* [TASK DESCRIPTION]
Wherever the string "boat" appears in the entries below, return the line that holds it.
_ _ _
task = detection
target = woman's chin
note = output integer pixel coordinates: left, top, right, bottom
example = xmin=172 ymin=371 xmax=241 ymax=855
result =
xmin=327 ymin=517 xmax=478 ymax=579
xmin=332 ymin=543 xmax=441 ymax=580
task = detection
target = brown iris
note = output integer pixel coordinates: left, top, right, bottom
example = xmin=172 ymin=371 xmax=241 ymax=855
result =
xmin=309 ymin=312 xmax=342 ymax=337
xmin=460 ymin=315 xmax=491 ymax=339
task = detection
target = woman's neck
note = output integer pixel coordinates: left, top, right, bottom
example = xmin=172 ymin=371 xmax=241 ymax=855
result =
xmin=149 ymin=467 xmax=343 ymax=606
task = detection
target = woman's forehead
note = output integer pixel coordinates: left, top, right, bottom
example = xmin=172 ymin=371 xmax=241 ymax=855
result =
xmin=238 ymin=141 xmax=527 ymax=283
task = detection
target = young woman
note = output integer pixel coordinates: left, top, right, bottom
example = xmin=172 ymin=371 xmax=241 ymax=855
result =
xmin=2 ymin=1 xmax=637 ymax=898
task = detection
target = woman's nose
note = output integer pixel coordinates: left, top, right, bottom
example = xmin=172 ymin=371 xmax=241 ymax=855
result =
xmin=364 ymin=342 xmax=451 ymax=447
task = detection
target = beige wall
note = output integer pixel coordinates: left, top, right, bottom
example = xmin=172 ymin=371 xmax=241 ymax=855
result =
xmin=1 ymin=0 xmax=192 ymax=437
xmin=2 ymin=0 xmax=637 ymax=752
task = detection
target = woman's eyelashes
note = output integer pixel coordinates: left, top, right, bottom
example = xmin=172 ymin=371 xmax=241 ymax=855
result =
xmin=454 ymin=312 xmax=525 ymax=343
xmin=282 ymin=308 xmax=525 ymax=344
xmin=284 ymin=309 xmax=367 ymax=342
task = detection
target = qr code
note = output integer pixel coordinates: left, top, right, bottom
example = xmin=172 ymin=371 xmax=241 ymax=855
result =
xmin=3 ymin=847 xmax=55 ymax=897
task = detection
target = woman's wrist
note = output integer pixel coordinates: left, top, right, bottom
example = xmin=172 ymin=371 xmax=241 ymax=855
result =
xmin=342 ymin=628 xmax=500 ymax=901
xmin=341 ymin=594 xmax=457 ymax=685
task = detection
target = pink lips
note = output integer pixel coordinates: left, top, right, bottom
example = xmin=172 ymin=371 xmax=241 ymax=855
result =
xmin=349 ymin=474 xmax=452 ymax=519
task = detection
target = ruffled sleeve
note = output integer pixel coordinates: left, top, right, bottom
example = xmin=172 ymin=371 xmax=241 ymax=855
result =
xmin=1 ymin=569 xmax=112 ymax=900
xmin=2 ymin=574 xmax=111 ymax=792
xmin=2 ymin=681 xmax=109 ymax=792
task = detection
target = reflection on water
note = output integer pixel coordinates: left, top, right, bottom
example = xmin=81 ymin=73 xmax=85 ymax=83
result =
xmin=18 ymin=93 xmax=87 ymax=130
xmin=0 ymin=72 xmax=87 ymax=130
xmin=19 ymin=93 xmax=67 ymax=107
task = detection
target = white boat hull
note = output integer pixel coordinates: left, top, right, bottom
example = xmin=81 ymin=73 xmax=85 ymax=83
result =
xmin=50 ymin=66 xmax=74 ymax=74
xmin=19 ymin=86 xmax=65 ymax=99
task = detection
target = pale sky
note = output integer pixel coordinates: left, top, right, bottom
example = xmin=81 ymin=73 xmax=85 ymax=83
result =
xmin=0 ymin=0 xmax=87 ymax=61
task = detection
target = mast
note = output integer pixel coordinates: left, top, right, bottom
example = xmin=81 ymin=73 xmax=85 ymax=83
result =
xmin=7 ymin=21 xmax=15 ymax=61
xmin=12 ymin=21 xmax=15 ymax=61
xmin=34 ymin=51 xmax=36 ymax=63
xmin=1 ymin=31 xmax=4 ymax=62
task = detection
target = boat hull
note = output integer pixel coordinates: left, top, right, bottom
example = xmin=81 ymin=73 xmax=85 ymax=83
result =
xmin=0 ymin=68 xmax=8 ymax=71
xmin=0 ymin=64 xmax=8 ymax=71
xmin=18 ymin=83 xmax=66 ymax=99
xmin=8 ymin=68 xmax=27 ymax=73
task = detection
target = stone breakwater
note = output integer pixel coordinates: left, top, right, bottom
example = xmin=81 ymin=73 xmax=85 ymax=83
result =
_ _ _
* [RESULT OF THE TASK]
target = white boat hull
target = boat hull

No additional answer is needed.